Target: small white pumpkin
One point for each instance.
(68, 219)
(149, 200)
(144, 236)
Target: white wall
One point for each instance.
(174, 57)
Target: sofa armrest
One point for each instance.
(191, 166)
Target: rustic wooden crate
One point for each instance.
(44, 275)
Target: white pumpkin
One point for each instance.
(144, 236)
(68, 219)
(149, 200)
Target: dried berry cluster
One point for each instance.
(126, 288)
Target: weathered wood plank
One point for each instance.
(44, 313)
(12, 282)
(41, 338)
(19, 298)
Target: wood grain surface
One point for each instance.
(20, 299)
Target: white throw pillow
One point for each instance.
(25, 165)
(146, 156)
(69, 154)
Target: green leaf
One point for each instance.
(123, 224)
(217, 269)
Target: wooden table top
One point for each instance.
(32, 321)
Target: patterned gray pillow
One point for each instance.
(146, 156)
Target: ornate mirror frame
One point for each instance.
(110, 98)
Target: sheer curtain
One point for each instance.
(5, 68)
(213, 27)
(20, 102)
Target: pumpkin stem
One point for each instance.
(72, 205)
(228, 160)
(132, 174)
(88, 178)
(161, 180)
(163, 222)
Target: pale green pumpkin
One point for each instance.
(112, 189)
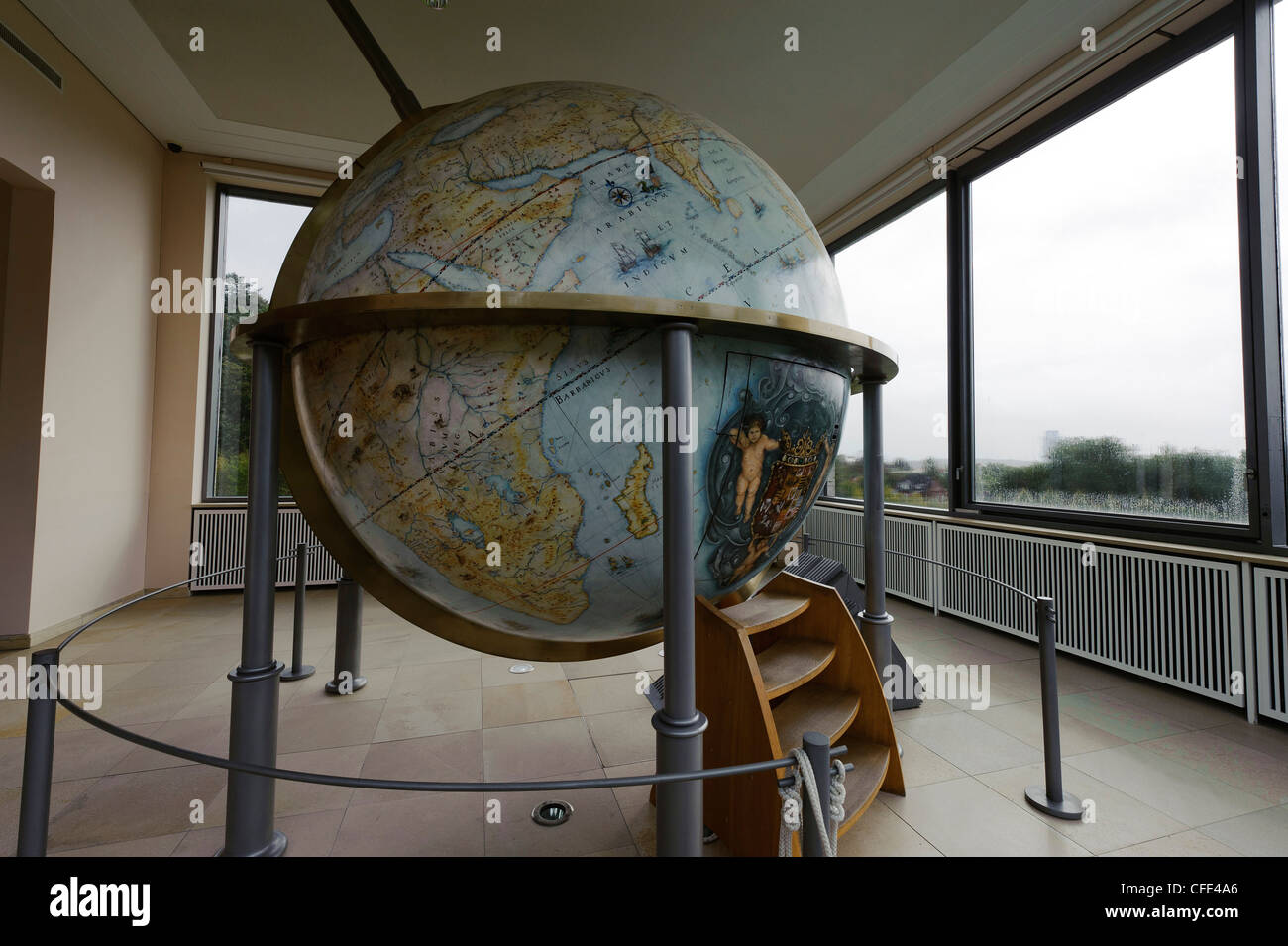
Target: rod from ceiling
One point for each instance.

Aim of the task
Copy the entries in the stretch from the line containing "Target: ornate mirror frame" through the end of the entries, swapping "sheer curtain" for "lace curtain" and keeping everything else the same. Leave the pictures out of your answer.

Reply to the exercise
Target: ornate mirror frame
One point for each instance.
(110, 98)
Target: lace curtain
One point for each instance.
(5, 68)
(213, 27)
(20, 102)
Target: pumpkin stem
One point for each instance.
(72, 205)
(228, 160)
(132, 174)
(88, 178)
(161, 180)
(163, 222)
Target: pale green pumpkin
One point for each instance.
(112, 189)
Target: rod from ceiling
One point for each instance.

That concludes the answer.